─── Extracted records ───

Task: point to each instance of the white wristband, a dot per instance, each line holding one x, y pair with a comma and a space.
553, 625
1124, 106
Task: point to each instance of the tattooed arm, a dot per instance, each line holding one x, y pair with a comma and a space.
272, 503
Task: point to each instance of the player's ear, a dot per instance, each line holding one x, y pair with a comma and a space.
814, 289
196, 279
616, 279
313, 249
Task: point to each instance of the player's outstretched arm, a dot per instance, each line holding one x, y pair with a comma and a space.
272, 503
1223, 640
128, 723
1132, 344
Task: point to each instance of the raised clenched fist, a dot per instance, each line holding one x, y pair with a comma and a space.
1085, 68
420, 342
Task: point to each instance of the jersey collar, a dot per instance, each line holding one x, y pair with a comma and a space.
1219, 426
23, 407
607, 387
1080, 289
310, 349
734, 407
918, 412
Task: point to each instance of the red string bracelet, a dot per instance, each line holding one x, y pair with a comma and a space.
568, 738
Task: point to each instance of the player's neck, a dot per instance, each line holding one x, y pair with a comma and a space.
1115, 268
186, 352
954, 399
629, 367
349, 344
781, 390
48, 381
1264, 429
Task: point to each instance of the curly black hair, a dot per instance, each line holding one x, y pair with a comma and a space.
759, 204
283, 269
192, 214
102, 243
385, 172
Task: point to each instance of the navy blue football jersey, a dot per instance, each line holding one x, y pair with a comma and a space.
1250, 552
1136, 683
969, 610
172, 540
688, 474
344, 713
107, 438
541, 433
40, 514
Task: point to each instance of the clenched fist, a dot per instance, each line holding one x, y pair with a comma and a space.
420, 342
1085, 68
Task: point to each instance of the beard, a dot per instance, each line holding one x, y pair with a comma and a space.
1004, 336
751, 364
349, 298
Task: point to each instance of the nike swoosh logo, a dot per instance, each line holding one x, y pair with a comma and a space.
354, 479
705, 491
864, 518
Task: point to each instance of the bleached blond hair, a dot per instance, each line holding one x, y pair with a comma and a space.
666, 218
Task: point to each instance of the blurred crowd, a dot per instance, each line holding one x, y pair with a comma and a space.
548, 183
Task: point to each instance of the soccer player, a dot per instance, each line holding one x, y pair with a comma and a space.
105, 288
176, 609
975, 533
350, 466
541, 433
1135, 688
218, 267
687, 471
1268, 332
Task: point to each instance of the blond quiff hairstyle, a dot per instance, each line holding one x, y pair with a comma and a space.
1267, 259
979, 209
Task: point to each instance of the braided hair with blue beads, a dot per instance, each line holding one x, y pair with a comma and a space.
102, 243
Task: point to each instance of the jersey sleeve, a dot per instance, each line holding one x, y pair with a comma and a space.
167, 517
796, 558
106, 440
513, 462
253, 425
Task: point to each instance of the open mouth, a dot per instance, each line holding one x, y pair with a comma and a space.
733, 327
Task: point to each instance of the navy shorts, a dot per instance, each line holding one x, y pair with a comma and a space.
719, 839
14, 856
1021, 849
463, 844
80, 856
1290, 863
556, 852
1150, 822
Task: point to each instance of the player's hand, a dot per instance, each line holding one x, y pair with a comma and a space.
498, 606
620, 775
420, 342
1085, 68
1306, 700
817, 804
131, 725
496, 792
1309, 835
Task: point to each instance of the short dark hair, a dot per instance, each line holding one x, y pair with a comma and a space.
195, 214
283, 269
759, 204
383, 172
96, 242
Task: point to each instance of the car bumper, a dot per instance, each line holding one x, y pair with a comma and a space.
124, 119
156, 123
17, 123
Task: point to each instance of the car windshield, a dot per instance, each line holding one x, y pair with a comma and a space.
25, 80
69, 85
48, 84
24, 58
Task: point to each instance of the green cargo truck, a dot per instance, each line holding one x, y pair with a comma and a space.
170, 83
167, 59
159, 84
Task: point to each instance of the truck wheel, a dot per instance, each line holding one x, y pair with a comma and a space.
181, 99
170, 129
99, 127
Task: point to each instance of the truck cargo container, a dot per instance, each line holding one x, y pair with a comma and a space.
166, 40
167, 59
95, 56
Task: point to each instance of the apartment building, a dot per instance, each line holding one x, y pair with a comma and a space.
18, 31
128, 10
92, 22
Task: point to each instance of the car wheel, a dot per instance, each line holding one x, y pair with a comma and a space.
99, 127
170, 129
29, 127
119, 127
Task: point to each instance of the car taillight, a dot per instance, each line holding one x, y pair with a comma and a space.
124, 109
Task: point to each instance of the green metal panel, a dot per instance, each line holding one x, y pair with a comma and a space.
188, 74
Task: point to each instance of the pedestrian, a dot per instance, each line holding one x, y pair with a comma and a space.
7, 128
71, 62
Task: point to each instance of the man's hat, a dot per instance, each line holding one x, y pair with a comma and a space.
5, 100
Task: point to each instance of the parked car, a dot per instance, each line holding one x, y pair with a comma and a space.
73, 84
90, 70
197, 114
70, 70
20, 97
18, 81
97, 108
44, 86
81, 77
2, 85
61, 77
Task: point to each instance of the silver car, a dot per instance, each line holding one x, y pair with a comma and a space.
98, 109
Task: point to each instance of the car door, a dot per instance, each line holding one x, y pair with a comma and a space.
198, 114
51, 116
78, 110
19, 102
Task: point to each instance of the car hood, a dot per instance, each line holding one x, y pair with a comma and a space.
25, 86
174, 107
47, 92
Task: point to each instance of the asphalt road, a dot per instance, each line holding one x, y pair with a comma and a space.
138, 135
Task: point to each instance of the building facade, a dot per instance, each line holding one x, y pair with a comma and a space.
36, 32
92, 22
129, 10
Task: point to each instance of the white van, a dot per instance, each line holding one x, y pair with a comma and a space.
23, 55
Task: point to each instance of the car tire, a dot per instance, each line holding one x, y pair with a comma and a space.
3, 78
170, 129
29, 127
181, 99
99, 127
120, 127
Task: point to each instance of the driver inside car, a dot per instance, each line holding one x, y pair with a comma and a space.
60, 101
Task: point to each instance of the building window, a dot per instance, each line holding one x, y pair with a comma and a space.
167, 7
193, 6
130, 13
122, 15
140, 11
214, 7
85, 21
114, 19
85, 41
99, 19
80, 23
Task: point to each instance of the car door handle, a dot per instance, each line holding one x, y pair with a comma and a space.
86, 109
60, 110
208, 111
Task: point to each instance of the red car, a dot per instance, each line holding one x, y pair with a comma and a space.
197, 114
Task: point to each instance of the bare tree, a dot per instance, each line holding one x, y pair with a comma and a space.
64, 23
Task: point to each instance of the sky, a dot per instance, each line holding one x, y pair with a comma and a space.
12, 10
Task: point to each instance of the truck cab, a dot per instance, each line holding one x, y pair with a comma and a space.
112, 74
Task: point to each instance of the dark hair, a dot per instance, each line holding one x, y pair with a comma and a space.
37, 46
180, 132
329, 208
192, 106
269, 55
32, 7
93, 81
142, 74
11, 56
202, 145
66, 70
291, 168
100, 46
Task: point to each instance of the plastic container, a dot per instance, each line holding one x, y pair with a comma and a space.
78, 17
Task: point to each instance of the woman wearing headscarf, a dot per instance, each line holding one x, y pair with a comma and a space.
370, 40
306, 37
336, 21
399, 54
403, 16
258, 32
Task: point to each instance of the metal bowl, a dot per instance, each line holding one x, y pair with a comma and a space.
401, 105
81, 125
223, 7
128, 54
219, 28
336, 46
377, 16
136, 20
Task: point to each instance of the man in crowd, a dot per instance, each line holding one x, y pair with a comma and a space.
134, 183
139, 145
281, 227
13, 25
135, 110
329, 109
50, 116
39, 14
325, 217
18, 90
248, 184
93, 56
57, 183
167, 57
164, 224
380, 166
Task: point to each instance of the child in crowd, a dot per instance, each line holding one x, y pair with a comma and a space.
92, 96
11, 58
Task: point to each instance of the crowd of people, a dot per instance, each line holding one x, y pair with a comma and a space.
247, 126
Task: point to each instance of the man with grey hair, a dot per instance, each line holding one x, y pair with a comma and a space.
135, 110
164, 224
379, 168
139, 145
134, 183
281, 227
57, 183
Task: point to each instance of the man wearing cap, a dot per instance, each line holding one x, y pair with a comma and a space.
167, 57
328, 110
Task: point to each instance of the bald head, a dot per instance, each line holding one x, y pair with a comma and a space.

───

*Brief*
Extract every line from the one containing "Task: point to each instance of the man in" to the end of the entries, including both of those lines, exactly as given and with nothing added.

*Answer*
Task: point to each instance of the man in crowd, a dot per instance, each line holding one x, y pair with a comma and a space.
134, 183
139, 145
281, 227
13, 25
135, 110
329, 109
50, 116
39, 14
325, 217
18, 90
248, 184
93, 56
57, 183
167, 57
164, 224
380, 166
Task: point to each instance of the child in crowd, a dot per instance, each line holding one x, y pair with a comma and a space.
92, 96
11, 58
Task: point to each instance of the crowd of people, a dot per instance, each line holding one x, y pair with a comma and a space.
247, 126
Task: point to each instance of the man with grey hair, a dot per instance, each line holding one x, y pair with a comma and a space.
135, 110
164, 224
379, 168
139, 145
134, 183
281, 227
57, 183
Task: point to each instance of the man wearing cap, a dot per instance, each line holding one x, y pair with a comma and a space.
167, 57
328, 110
Task: point to each instance of the bald head, a dot per instance, each line holding one x, y pair with a comma and a space.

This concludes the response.